▼
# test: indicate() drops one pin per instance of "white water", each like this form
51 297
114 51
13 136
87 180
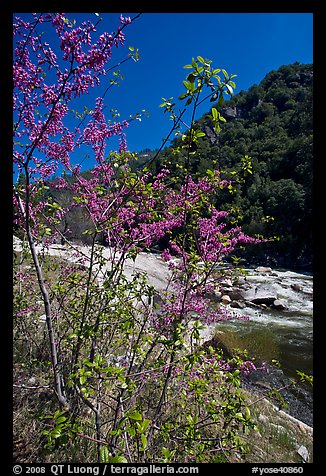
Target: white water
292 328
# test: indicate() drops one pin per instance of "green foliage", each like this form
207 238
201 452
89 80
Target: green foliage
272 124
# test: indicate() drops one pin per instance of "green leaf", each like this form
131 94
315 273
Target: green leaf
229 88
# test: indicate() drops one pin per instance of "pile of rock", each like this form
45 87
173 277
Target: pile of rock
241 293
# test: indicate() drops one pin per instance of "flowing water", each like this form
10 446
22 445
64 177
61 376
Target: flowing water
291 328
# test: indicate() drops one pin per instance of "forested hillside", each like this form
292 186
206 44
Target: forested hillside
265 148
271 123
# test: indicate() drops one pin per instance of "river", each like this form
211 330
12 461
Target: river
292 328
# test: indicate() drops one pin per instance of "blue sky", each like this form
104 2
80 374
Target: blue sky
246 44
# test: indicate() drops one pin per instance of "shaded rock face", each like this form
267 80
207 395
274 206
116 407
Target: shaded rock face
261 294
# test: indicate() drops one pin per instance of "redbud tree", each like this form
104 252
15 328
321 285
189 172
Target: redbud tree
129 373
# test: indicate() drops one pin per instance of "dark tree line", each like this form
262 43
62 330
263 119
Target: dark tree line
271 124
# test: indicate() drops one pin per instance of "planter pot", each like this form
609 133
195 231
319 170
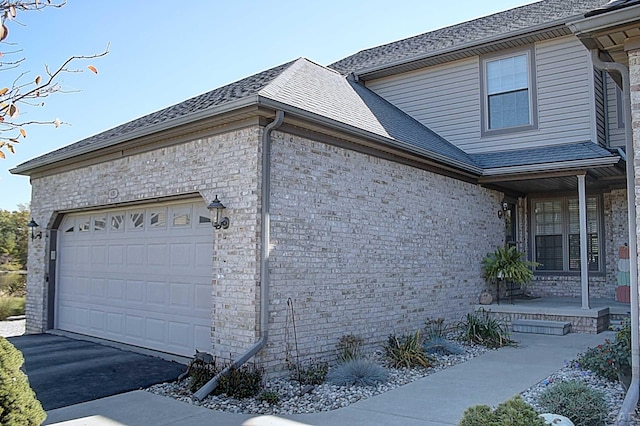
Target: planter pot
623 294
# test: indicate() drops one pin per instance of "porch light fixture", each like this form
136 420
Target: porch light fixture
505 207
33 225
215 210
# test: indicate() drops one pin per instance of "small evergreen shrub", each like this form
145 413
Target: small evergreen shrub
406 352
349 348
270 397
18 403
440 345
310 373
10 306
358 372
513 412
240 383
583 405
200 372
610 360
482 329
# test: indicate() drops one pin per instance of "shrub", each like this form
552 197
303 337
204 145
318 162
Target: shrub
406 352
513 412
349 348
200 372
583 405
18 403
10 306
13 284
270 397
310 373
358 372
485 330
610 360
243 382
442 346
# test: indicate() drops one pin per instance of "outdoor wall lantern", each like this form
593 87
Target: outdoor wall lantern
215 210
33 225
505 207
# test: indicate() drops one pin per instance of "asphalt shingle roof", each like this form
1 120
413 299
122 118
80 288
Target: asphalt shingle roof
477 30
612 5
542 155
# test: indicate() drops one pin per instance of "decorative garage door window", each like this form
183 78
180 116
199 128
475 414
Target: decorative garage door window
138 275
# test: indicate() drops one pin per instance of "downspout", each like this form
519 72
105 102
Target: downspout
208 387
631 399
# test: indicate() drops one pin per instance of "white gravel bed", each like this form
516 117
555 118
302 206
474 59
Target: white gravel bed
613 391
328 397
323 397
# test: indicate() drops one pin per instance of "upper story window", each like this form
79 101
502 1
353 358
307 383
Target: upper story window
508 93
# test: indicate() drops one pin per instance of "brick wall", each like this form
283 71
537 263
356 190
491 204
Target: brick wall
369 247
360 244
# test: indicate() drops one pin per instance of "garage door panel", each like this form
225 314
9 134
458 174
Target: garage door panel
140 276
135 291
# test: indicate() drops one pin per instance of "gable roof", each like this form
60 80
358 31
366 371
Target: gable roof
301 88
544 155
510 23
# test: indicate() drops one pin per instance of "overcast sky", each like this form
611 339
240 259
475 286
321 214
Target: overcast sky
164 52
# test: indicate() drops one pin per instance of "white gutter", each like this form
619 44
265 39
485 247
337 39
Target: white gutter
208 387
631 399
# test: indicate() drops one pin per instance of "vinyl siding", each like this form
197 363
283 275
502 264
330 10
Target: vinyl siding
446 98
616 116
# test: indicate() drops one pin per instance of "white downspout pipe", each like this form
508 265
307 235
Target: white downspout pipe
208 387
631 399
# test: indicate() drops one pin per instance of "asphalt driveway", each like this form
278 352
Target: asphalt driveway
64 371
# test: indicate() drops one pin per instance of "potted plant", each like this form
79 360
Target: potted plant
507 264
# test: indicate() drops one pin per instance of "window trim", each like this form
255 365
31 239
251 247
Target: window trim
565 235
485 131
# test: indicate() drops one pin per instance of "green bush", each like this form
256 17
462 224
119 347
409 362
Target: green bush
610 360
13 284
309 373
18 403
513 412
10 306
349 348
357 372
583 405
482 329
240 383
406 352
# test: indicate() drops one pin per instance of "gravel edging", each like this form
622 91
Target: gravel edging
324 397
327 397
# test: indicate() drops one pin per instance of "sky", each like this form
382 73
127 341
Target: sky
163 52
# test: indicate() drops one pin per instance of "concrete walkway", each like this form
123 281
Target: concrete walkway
▲
Return to the listing above and set it down exactly, leaving out its pictures.

# test: indicate() drops one pin per instance of "white water", each like this form
51 297
114 51
13 136
87 180
Target: white water
292 328
# test: indicate() drops one pin per instance of "green foliage", each like this form
207 238
201 452
89 80
Target: green foliage
272 124
# test: indicate() drops one pin per instance of "green leaf", each like this form
131 94
315 273
Target: green leaf
229 88
# test: indicate() drops one pin per instance of "pile of rock", each like this form
45 87
173 277
Target: pile of rock
241 293
# test: indicate() drops one pin per instance of "flowing water", each like this form
10 446
22 445
64 177
61 376
Target: flowing water
291 328
# test: indicate() drops one pin per instance of "forested hillside", each like this form
292 186
206 44
Target: forested hillside
265 148
271 123
# test: indicate() drops one pin per instance of "river", each like this form
211 330
12 461
Target: river
292 328
# test: indicate() drops one pin per instance of "blue sky", each like this form
104 2
80 374
Target: blue sky
246 44
# test: indicate() drops one pin per instance of "shaded rock face", each like this form
267 80
207 395
274 206
116 407
Target: shaded rock face
261 294
# test: indicate() drops one pin per instance of "redbud tree", each like this form
104 252
15 328
321 285
189 172
Target: redbud tree
129 373
# test: indicate() drops one pin per instance of "dark tree line", each like this form
262 43
62 330
263 119
Target: dark tree line
271 124
# test: indicate() drops one pin per instance of "planter pot", each like this form
609 133
195 231
319 170
Target: planter pot
623 294
# test: indicate() drops one pin per instance of "porch light fixture", each like this form
136 420
Target: porch light fixture
505 207
33 225
215 210
# test: indicate() drops one pin per instance of "small evergreen shrub", each like this form
145 413
Target: small evergreen shrub
406 352
349 348
270 397
18 403
440 345
310 373
10 306
358 372
513 412
240 383
583 405
200 372
610 360
482 329
# test: indicate() drops one pin per instance of "shrub", each like this form
552 197
303 337
204 145
318 162
Target: shrub
406 352
513 412
349 348
200 372
583 405
18 403
10 306
13 284
270 397
310 373
358 372
485 330
610 360
243 382
442 346
# test: indicate() drops one pin per instance of "outdoor wall lantern", each like this form
593 87
Target: outdoor wall lantern
215 210
33 225
505 207
# test: indicate() drops one pin per instance of "asphalt shingle roof", each like this form
1 120
413 299
122 118
80 288
Target: asphalt shingle roof
477 30
612 5
542 155
# test: indicate() drops one pin per instance of "decorative garage door window", each like this form
183 78
180 116
199 128
475 414
Target: decorative garage door window
138 275
# test: indicate() drops one pin per instance of "downspout", each like this form
519 72
105 102
Target: downspout
208 387
631 399
# test: indicate() drops one pin per instance of "white gravel bed", each like this form
516 117
555 118
302 206
474 59
Target: white gravel bed
613 391
328 397
323 397
# test: indicate() drops one pin per instance of "upper story window", each like this form
79 101
502 1
353 358
307 383
Target: upper story window
508 93
# test: indicate() drops one pin per instance of "brick wall", each like this form
283 71
537 263
356 190
491 204
Target: brick wall
369 247
360 244
# test: indicate() drops one pin per instance of "garage door panel", each like this form
225 314
9 134
458 174
Target: garage door panel
140 276
135 291
# test: indicate() drops one pin per instance of "gable roof", each like this form
60 80
358 31
366 371
Target: gable roof
301 88
544 155
510 23
# test: indicate() drops one pin per instance of "overcast sky", each like this form
611 339
240 259
475 286
321 214
Target: overcast sky
164 52
# test: indicate() drops one pin per instance of "white gutter", each like this form
619 44
265 39
485 247
337 39
Target: white gutter
208 387
631 399
# test: indicate() drops one pin per instance of "vinyl siding", each like this form
197 363
283 275
502 264
330 10
Target: vinyl siding
446 98
616 116
# test: indicate() drops one pin per instance of "white downspout pipe", each like this form
508 265
307 235
Target: white downspout pipe
208 387
631 399
# test: indicate() drops one pin per instance of "asphalt driveway", each like this form
278 352
Target: asphalt driveway
64 371
# test: indicate() drops one pin per instance of "potted plant", each like this form
79 360
Target: potted plant
507 264
# test: indicate() drops one pin per instance of "window trim", each like this form
255 365
31 239
251 247
Target: window trim
565 235
485 131
# test: indicate() drops one pin per instance of "green bush", each like this form
256 17
462 224
119 347
409 362
Target: green bush
610 360
13 284
309 373
18 403
513 412
10 306
349 348
357 372
583 405
482 329
240 383
406 352
# test: indicate() drops one pin per instance of "gravel edging", each like this form
622 91
Target: gravel edging
324 397
327 397
# test: indicate() drops one pin per instance of "sky", each like this form
382 73
127 341
Target: sky
163 52
# test: indicate() drops one pin per instance of "concrete walkway", each like this form
123 281
Target: concrete walkway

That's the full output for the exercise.